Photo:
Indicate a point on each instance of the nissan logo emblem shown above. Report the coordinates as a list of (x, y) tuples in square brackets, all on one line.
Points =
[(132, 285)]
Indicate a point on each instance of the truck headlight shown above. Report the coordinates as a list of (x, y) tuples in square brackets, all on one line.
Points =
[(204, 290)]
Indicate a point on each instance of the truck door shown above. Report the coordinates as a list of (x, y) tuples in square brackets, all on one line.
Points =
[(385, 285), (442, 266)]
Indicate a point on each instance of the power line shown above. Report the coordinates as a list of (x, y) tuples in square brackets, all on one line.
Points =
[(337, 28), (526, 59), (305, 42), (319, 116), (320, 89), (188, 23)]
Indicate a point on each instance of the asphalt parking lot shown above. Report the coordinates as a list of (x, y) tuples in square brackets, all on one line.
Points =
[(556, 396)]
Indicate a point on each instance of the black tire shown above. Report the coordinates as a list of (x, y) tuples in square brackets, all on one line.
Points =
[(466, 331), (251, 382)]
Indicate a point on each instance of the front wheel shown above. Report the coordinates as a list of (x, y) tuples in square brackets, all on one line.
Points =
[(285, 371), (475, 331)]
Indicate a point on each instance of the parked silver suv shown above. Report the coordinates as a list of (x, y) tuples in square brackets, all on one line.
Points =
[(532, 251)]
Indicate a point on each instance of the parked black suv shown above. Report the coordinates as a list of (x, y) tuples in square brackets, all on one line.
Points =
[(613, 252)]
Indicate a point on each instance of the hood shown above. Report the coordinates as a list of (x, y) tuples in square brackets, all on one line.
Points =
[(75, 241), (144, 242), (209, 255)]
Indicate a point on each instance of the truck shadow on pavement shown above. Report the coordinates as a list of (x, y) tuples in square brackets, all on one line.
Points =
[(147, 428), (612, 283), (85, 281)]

▬▬▬▬▬▬▬▬▬▬

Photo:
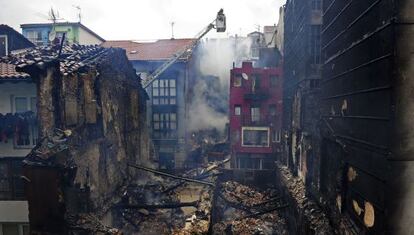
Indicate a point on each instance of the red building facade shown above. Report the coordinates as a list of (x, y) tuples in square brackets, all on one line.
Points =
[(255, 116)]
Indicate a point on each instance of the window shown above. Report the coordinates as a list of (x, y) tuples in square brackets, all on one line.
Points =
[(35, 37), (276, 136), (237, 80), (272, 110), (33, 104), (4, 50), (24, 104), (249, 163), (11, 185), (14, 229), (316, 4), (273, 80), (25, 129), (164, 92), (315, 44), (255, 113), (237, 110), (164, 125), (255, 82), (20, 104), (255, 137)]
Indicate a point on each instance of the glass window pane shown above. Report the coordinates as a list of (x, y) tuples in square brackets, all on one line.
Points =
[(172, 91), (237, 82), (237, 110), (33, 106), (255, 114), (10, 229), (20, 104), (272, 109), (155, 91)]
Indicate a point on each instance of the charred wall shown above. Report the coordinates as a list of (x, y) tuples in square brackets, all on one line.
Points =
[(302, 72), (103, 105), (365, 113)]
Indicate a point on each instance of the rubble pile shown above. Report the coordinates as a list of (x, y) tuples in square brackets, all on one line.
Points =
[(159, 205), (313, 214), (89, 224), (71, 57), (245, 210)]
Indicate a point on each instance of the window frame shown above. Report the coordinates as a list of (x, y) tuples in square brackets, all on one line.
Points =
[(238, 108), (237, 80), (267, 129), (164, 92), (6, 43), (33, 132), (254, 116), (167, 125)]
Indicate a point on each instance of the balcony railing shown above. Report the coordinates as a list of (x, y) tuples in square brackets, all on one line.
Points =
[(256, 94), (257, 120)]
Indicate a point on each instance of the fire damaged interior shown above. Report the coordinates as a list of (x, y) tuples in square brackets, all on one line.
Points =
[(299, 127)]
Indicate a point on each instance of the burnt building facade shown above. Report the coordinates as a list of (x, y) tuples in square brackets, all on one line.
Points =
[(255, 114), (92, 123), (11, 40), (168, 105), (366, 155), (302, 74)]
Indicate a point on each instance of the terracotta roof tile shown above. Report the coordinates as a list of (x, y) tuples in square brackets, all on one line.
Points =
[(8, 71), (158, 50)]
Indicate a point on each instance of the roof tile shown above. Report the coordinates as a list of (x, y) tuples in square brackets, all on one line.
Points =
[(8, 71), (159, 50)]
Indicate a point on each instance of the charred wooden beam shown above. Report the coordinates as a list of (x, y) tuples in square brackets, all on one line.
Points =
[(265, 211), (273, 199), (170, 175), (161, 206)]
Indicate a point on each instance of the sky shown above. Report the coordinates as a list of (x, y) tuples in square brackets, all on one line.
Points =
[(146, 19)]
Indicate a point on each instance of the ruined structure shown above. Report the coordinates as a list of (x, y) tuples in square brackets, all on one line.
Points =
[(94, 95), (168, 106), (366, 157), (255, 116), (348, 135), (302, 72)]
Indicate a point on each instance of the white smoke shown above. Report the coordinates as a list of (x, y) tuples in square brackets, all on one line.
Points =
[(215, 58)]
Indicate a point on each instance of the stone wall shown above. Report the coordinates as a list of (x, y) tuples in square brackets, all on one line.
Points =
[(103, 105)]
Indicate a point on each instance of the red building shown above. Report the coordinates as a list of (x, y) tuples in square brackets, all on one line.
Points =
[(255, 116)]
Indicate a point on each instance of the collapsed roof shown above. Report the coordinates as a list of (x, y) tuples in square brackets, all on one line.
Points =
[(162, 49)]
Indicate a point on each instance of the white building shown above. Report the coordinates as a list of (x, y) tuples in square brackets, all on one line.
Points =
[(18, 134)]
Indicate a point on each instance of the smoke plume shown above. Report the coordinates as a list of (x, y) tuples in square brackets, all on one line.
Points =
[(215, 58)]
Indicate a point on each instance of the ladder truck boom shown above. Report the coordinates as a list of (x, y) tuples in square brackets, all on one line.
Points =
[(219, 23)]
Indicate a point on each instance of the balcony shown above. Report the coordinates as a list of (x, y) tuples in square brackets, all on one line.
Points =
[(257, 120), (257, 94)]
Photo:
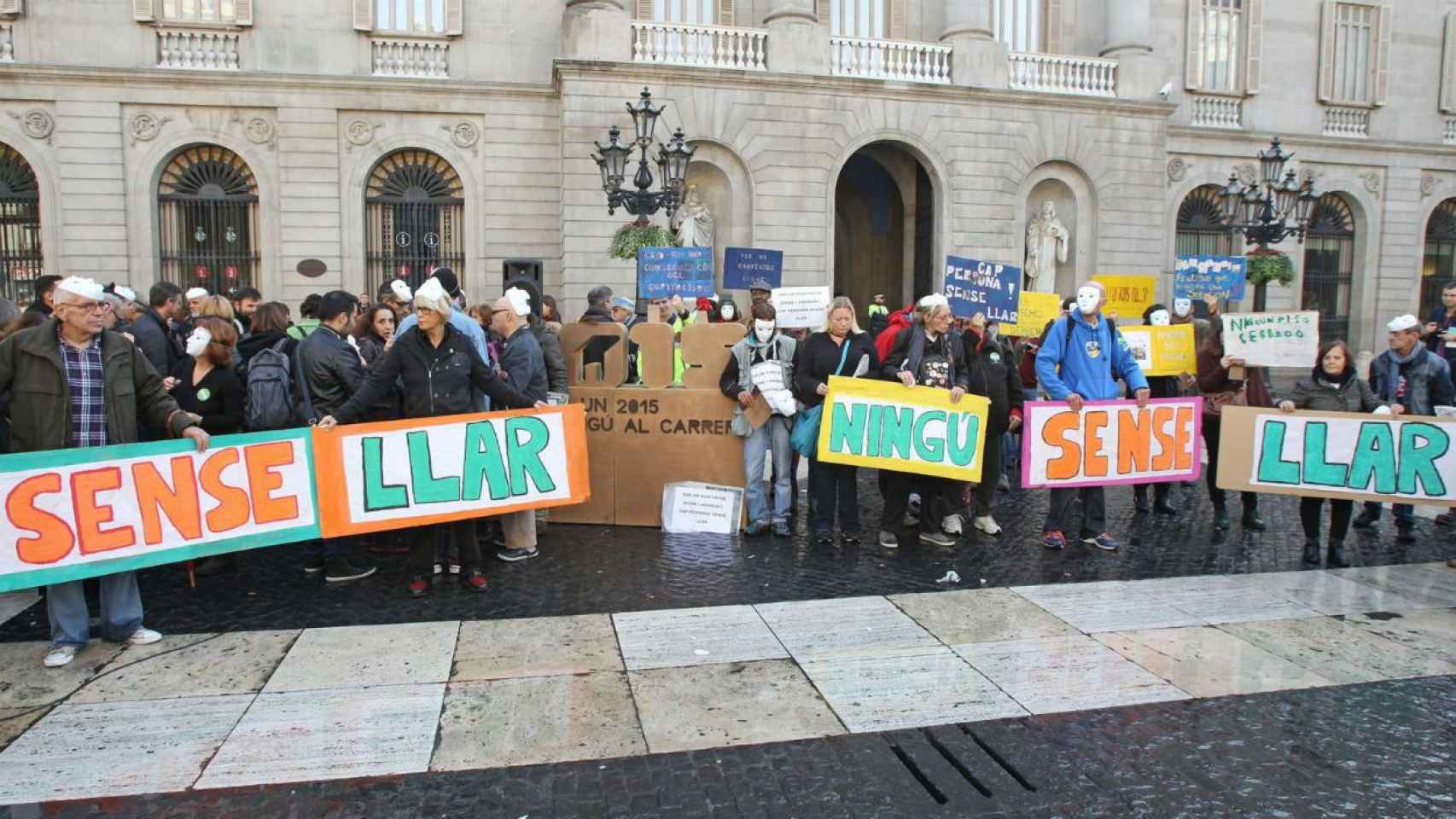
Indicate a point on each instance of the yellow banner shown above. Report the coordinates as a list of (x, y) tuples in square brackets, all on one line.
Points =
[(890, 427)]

▬▬▬▬▬▬▬▬▬▬

» **About this task**
For the word "wall", count the lines of the listing that hold it, and reply with the count by itself.

» **Task response**
2